§ ACTION ITEM: Nothing outside the range is wanted. Repeat exactly the lines below from the one with "Query: white wall" through the one with "[[90, 442], [17, 227], [183, 217]]".

§ Source records:

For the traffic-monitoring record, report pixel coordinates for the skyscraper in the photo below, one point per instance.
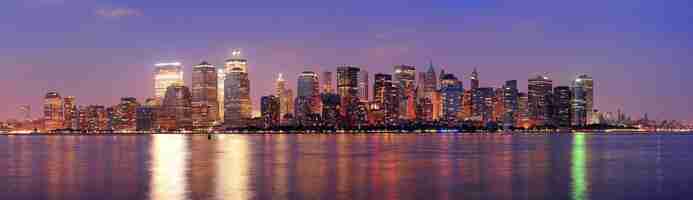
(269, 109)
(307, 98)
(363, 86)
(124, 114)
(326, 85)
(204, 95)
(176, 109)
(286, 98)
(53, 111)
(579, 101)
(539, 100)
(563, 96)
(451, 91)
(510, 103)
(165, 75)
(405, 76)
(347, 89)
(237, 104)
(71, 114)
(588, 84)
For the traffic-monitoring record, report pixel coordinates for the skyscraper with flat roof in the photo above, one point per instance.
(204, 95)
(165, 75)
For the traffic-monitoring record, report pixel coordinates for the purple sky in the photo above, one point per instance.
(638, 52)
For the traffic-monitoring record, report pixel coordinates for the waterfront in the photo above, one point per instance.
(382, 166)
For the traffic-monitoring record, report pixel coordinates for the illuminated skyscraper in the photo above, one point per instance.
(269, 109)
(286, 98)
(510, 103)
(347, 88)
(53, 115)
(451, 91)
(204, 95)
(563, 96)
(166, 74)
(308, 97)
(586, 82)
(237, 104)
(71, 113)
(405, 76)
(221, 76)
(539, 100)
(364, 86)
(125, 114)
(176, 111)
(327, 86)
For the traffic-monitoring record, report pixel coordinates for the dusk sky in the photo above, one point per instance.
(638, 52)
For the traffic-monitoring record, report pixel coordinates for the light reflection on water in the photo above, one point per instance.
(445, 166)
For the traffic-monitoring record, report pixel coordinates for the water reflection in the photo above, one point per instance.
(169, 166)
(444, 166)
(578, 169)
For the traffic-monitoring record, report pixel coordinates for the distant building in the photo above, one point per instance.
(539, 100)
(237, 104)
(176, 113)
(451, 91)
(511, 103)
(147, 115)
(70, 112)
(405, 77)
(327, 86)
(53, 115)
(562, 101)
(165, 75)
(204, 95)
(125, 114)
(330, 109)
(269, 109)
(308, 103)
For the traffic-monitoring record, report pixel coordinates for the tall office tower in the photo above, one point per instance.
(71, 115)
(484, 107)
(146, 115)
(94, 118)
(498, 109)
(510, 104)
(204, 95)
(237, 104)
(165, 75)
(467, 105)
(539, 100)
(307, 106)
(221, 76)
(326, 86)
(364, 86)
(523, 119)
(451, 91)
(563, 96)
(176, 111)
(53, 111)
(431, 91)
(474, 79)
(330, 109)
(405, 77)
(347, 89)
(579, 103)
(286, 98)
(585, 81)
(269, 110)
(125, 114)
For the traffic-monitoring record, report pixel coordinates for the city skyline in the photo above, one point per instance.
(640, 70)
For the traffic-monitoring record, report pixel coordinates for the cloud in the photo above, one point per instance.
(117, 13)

==

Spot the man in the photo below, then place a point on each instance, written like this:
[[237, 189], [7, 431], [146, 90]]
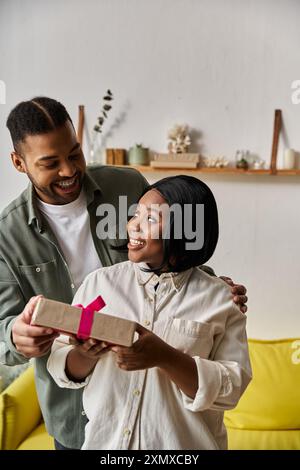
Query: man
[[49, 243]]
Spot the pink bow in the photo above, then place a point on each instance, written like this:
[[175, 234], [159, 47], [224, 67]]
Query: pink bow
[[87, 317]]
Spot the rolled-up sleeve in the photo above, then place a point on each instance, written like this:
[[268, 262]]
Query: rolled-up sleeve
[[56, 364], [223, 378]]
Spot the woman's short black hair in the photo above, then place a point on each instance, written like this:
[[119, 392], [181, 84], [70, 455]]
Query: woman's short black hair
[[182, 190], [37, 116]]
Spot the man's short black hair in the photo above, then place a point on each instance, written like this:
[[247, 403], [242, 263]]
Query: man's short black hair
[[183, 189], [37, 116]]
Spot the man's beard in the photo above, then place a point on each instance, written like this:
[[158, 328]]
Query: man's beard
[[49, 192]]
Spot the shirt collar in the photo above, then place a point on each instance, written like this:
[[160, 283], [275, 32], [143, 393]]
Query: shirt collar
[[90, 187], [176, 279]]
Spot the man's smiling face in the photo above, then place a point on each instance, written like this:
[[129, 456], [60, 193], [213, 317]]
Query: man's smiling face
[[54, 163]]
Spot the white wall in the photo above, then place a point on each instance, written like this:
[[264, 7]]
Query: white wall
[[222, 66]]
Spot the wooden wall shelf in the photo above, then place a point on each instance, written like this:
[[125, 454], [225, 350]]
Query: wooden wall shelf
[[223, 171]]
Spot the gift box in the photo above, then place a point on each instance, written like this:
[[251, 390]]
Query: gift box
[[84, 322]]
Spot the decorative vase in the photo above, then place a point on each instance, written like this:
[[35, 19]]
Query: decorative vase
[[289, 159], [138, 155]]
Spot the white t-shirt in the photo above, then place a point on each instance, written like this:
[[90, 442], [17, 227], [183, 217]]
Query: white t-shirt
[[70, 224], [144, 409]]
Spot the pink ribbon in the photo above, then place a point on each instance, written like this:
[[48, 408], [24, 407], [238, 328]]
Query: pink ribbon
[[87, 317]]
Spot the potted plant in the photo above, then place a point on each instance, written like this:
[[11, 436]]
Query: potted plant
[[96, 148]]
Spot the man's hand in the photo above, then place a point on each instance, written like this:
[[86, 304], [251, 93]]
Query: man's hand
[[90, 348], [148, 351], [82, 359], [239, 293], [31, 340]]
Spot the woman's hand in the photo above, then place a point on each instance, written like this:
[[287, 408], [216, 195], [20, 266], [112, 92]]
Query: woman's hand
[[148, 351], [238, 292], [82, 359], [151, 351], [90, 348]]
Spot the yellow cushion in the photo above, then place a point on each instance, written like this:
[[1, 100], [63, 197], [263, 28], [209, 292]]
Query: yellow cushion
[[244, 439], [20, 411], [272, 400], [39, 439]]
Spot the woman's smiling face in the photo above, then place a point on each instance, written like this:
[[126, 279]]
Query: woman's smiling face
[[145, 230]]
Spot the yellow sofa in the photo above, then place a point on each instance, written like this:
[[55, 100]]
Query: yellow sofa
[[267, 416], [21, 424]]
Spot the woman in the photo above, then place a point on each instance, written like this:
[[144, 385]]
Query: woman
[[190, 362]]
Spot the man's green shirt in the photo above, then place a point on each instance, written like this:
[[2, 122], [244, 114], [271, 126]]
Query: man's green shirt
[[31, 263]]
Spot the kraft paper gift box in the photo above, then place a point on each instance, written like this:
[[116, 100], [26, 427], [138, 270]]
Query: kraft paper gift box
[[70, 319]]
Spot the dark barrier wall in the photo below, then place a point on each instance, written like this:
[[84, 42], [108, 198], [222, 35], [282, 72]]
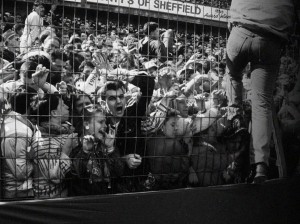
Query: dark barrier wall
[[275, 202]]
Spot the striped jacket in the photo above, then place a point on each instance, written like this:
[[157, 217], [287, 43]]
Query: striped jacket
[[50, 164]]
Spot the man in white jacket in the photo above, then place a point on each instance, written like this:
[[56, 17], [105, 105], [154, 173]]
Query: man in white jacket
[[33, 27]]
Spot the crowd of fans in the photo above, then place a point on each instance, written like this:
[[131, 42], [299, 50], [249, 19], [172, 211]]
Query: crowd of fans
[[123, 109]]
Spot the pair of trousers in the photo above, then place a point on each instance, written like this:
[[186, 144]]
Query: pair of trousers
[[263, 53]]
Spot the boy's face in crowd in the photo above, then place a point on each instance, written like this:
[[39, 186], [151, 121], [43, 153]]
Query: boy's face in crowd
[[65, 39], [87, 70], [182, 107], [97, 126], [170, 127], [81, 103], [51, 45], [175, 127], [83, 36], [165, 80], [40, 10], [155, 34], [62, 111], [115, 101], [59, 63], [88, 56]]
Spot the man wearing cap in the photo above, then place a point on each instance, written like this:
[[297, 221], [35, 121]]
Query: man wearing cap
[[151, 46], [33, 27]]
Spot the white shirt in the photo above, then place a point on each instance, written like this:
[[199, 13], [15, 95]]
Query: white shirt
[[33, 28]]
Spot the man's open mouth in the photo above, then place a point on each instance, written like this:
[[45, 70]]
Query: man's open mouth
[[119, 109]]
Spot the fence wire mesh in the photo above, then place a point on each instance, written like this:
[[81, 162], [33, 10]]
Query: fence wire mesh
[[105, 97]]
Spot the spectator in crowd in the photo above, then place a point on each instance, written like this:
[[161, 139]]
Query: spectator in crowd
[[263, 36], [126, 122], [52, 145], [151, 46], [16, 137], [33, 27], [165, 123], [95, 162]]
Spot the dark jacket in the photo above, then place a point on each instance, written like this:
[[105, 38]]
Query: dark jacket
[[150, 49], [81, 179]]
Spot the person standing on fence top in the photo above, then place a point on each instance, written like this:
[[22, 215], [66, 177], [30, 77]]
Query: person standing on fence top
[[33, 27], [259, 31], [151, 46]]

§ SOLUTION:
Query: white wall
[[222, 66]]
Spot the wooden wall shelf in the photo above, then place a point on each instance, written like this:
[[125, 454], [225, 350]]
Query: wooden wall shelf
[[223, 171]]
Spot the gift box in the photo above, then place a point on each instance, written like this:
[[251, 390]]
Query: gift box
[[84, 322]]
Spot the decorative vase in the photo above, then place a point on each instance, written like this:
[[35, 19]]
Query: decorative vase
[[289, 159], [138, 155]]
Spot the white t-shirt in the photo above, then place a point on each instance, written like this:
[[90, 442], [17, 227], [183, 217]]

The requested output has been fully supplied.